*Extract to read*.
-- Start --
Conversations For Transformation: Essays Inspired By The Ideas Of Werner Erhard

Conversations For Transformation

Essays By Laurence Platt

Inspired By The Ideas Of Werner Erhard

And More




From Stick Figures To IMAX 3D

Napa Valley, California, USA

March 3, 2012



This essay, From Stick Figures To IMAX 3D, is the third in a septology about my son Christian:
  1. In The Face Of Commitment
  2. Like Father
  3. From Stick Figures To IMAX 3D
  4. To Get Out Of A Rut, Be  In The Rut
  5. Christian Rocks!
  6. You'll Hear The Rumble
  7. Talk About It
in that order.

I am indebted to my son Christian Laurence Platt and to Lancelot Hogben who inspired this conversation.




In these United States, is the cost of a university education daunting? Tell me about it! 

The day after my son Christian was born, I started a college fund to pay his university tuition. It comprised a portfolio of four carefully chosen, consistently strong performing mutual funds. Whenever I deposited income to my own bank account, I routed 10% to his college fund. Whenever anyone, family or friends, gave Christian monetary gifts, I matched them, doubling the amount for his college fund. So it went for the next seventeen years.

Now, although well intentioned, the truth is throughout those seventeen years, I always knew  I wouldn't make it. No matter how much I put away, I had it that the amount he would need was unreachable, too much, Yet I diligently kept going, setting aside 10% of my income, matching monetary gifts, for seventeen years ... and all the while, I knew it couldn't be done. I knew it wouldn't work. It was an odd state of affairs - to say the least.

Eventually the time came to send our first payment to UC Santa Barbara, Christian's college of choice. I sit down to assess the complete state of his college fund portfolio. I can't believe what I'm seeing. I'm stunned  into silence. Then I let out a shout of joy and unbridled relief. There's more than enough!  There's enough to cover his university tuition and more, substantially more, even enough to start his life after  college. Seventeen years of living with a sense of inability to reach this impossible financial goal (or, said more rigorously, seventeen years of erroneously believing  I'm unable to reach this financial goal) is over. Christian is going to college, fully funded and paid for, with money to spare. It's a triumph for me - just as it is for Christian when I share it with him.

Last week something happened for Christian which was a triumph for him - just as it was for me when he shared it with me, What happened was Christian discovered his life  - I mean his awesome  life, his magnificent  life, his powerful  life along with all its potential. He discovered the totality  of his life like a possibility. It moved him to tears. And when he shared it with me, it moved me to tears also.

For two years, he's been studying engineering. He's done very well at it, especially given the subject's abstracts and complexity. Then two things happened: one, he took a job in a pizza restaurant and was quickly promoted to junior manager (no surprise there ...) which gave him hands on  experience running a business. And two, as part of another program he's registered in, he attended a weekend course which focused on business and finance. It's during this weekend that he has his epiphany.
-- End --
*Tasks to perform*.
A. In the essay, why did the author shout with joy and relief upon assessing Christian's college fund portfolio?
B. According to the essay, what share of the author's income went into Christian's college fund?

*Data lines*.
-- Start --
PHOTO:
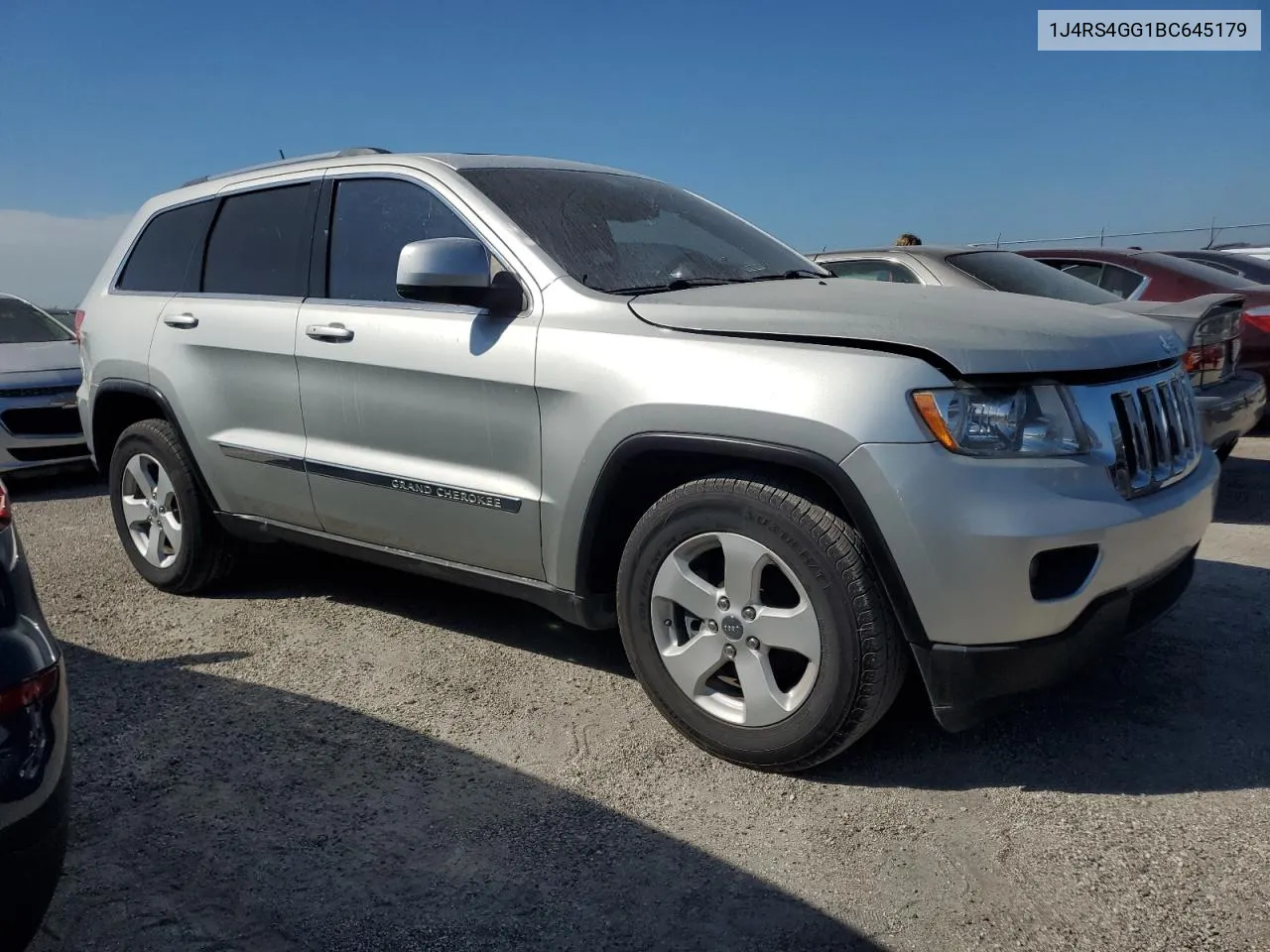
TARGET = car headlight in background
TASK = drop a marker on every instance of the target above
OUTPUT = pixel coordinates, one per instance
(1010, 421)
-- End --
-- Start --
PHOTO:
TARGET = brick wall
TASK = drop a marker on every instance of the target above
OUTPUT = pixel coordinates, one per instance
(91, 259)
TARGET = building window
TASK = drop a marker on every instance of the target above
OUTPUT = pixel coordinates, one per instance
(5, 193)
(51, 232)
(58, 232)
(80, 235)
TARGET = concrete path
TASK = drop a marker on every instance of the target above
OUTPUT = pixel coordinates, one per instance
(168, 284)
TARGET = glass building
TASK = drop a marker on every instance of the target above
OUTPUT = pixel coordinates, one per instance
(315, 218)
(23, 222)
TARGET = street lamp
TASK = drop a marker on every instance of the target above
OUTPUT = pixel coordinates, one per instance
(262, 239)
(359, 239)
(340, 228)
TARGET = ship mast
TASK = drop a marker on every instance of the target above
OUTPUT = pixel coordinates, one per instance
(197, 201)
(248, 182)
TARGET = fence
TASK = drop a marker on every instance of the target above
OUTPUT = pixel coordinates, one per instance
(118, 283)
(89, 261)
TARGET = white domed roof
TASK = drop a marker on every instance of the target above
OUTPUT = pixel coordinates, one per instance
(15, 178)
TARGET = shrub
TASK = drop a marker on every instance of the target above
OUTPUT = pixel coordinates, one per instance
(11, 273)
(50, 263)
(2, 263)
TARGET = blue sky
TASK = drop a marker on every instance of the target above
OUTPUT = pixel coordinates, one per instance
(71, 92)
-- End --
-- Start --
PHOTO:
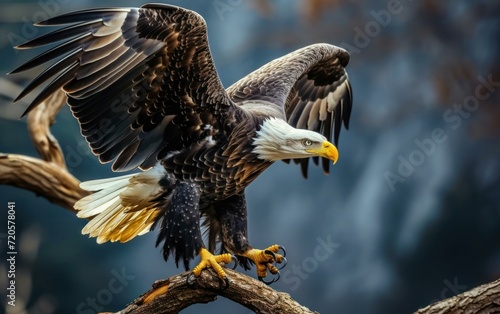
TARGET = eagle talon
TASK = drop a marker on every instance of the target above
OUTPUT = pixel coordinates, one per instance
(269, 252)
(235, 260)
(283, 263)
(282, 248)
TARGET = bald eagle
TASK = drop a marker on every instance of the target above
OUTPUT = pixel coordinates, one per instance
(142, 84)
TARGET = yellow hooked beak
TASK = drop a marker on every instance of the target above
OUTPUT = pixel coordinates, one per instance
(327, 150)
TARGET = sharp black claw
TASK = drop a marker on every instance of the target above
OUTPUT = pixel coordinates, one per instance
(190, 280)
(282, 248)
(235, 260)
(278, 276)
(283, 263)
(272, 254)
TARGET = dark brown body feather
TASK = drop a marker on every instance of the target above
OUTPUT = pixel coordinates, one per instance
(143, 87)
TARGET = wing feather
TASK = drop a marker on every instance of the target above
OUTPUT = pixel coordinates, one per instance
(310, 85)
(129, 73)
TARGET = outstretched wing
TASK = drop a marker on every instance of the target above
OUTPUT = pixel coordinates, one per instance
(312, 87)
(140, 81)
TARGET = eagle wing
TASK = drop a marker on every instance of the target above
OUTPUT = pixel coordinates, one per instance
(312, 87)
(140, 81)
-- End --
*Exercise answers*.
A. The portfolio held more than enough, covering Christian's university tuition with substantially more left over, even enough to start his life after college. That ended seventeen years of believing the financial goal could not be reached.

B. 10%.